Reproduce every line of the material below word for word, leaving out the pictures.

Records taken from a data source:
* start *

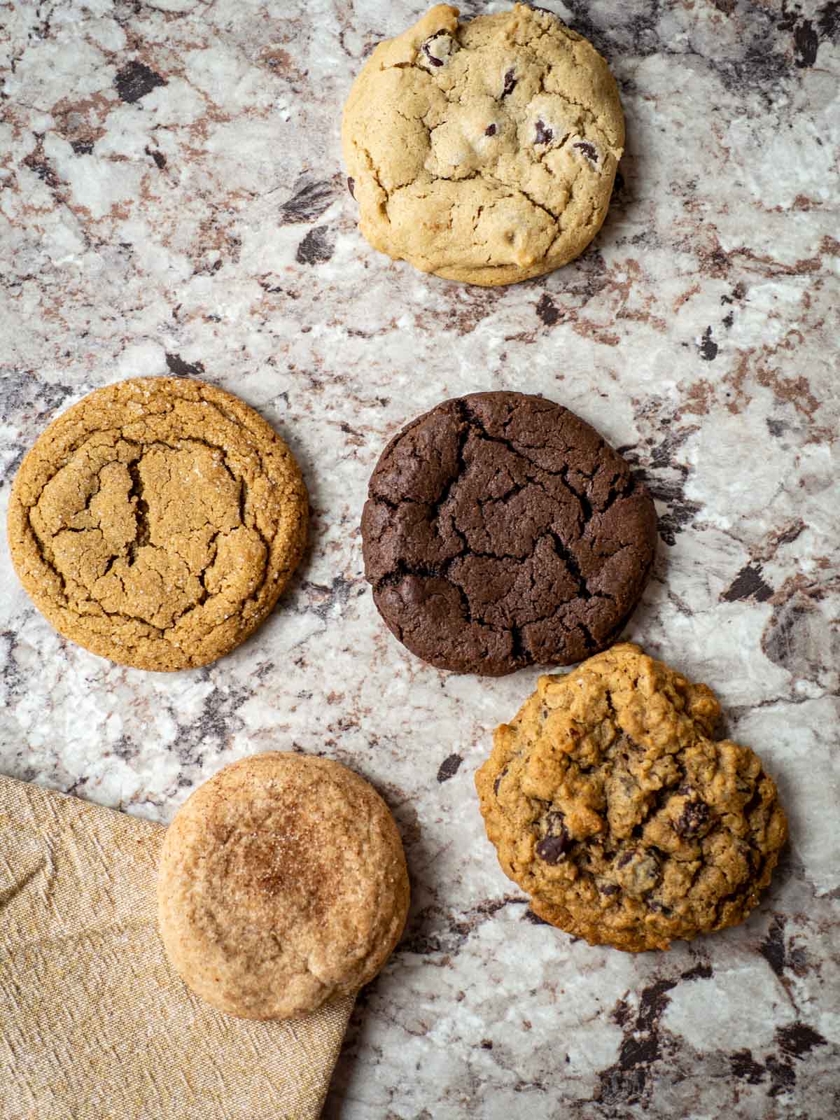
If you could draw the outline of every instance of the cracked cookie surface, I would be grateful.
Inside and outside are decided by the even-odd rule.
[[[9,544],[65,637],[171,671],[259,626],[300,560],[307,515],[291,452],[253,409],[203,382],[138,377],[38,438],[12,486]]]
[[[327,758],[242,758],[192,794],[164,839],[158,921],[170,963],[242,1018],[289,1018],[355,993],[390,956],[408,905],[388,806]]]
[[[444,401],[391,440],[367,493],[376,607],[438,669],[501,675],[597,653],[653,562],[644,485],[594,428],[540,396]]]
[[[374,249],[469,283],[541,276],[600,228],[624,146],[606,62],[551,12],[458,22],[438,4],[380,43],[344,110]]]
[[[628,643],[541,676],[476,774],[487,836],[535,914],[628,952],[743,922],[787,837],[718,701]]]

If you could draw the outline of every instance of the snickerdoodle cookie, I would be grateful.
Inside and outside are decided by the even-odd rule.
[[[167,830],[158,916],[193,991],[231,1015],[355,992],[402,932],[409,881],[379,794],[338,763],[270,752],[220,771]]]
[[[629,952],[743,922],[787,836],[720,707],[629,644],[541,676],[476,775],[487,836],[540,917]]]
[[[15,568],[65,637],[137,669],[243,642],[304,551],[307,494],[253,409],[199,381],[137,377],[64,412],[9,504]]]
[[[596,235],[624,116],[606,62],[557,16],[515,4],[459,24],[438,4],[374,49],[342,141],[374,249],[502,284],[559,268]]]

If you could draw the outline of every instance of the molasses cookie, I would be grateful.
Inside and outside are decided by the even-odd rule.
[[[540,396],[444,401],[391,440],[367,493],[376,607],[438,669],[581,661],[620,632],[653,562],[644,485],[594,428]]]
[[[300,560],[307,495],[289,448],[237,398],[138,377],[58,417],[9,504],[15,569],[65,637],[137,669],[215,661]]]
[[[541,676],[476,775],[487,836],[535,914],[591,945],[668,949],[743,922],[787,836],[720,707],[635,645]]]
[[[438,4],[375,48],[342,128],[374,249],[450,280],[541,276],[586,249],[624,147],[613,75],[549,11]]]
[[[158,917],[202,999],[289,1018],[372,980],[405,923],[409,881],[388,806],[327,758],[270,752],[220,771],[167,830]]]

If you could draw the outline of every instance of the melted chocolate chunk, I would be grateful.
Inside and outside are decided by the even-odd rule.
[[[442,66],[445,59],[438,58],[437,55],[433,55],[431,53],[430,46],[436,39],[439,39],[442,35],[448,35],[448,34],[449,34],[448,31],[441,28],[441,30],[436,31],[435,35],[430,35],[429,38],[426,40],[426,43],[423,43],[422,47],[420,48],[432,66]],[[446,54],[449,54],[449,52],[446,52]]]
[[[588,140],[578,140],[577,143],[572,144],[572,148],[580,148],[587,159],[590,159],[594,164],[598,162],[598,150]]]
[[[674,823],[674,831],[681,837],[693,837],[709,820],[709,806],[704,801],[688,801],[679,820]]]
[[[536,136],[534,137],[534,143],[551,143],[554,133],[551,129],[547,129],[542,121],[536,122]]]
[[[536,844],[536,855],[547,864],[559,864],[569,848],[569,832],[562,813],[549,813],[548,834]]]

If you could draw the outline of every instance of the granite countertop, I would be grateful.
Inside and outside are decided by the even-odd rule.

* end *

OUTPUT FOR THIS EXERCISE:
If you could draw the outline of every instance of the cracked cookie surface, I would be grateful.
Inside and outside are decided by the even-odd rule.
[[[9,544],[65,637],[171,671],[259,626],[300,560],[307,515],[291,452],[253,409],[203,382],[138,377],[38,438],[12,486]]]
[[[327,758],[242,758],[192,794],[164,839],[158,921],[170,963],[242,1018],[289,1018],[355,993],[390,956],[408,905],[388,806]]]
[[[444,401],[391,440],[367,493],[376,607],[438,669],[501,675],[597,653],[653,562],[644,485],[594,428],[540,396]]]
[[[374,249],[469,283],[541,276],[600,228],[624,146],[606,62],[551,12],[458,22],[438,4],[380,43],[344,110]]]
[[[628,643],[541,676],[476,774],[487,836],[535,914],[628,952],[743,922],[787,837],[718,701]]]

If you could draw the outline of every instance of the snickerdoodle cookie, I would be grateful.
Inside and outside are decided by the even-odd rule.
[[[167,830],[158,916],[193,991],[231,1015],[355,992],[402,932],[409,881],[379,794],[338,763],[270,752],[220,771]]]
[[[629,952],[743,922],[787,836],[720,707],[629,644],[541,676],[476,775],[487,836],[540,917]]]
[[[15,568],[65,637],[137,669],[243,642],[304,551],[307,494],[253,409],[199,381],[137,377],[64,412],[9,504]]]
[[[596,235],[624,116],[606,62],[557,16],[515,4],[459,24],[438,4],[374,49],[342,141],[374,249],[502,284],[559,268]]]

If you could draw the outline of every instance of the molasses cookie, I would be grateful.
Inside and outside are decided by the even-odd rule.
[[[540,396],[444,401],[391,440],[367,493],[376,607],[438,669],[581,661],[620,632],[653,562],[644,485],[594,428]]]
[[[300,560],[307,495],[289,448],[237,398],[138,377],[58,417],[9,504],[15,569],[65,637],[137,669],[215,661]]]
[[[541,676],[476,775],[487,836],[535,914],[591,945],[668,949],[743,922],[787,836],[720,707],[635,645]]]
[[[438,4],[375,48],[342,128],[374,249],[450,280],[541,276],[586,249],[624,147],[613,75],[549,11]]]
[[[158,917],[202,999],[289,1018],[372,980],[405,923],[409,881],[388,806],[327,758],[270,752],[220,771],[167,830]]]

If you could draw the outline of every instance of the melted chocolate chunk, I would be grateful.
Inside and outside are decided by the even-odd rule.
[[[442,66],[445,59],[438,58],[437,55],[433,55],[431,53],[430,46],[436,39],[439,39],[442,35],[448,35],[448,34],[449,34],[448,31],[441,28],[441,30],[436,31],[435,35],[430,35],[429,38],[426,40],[426,43],[423,43],[422,47],[420,48],[432,66]],[[446,54],[449,54],[449,52],[446,52]]]
[[[588,140],[578,140],[577,143],[572,144],[572,148],[580,148],[587,159],[590,159],[594,164],[598,162],[598,150]]]
[[[674,823],[674,831],[681,837],[693,837],[709,820],[709,806],[704,801],[688,801],[679,820]]]
[[[536,136],[534,137],[534,143],[551,143],[554,133],[551,129],[547,129],[542,121],[536,122]]]
[[[536,844],[536,855],[547,864],[559,864],[569,848],[569,832],[562,813],[549,813],[548,834]]]

If you could draw the outline of every instance of the granite countertop, I would be grateful.
Inside and outside are decided by the even-odd rule.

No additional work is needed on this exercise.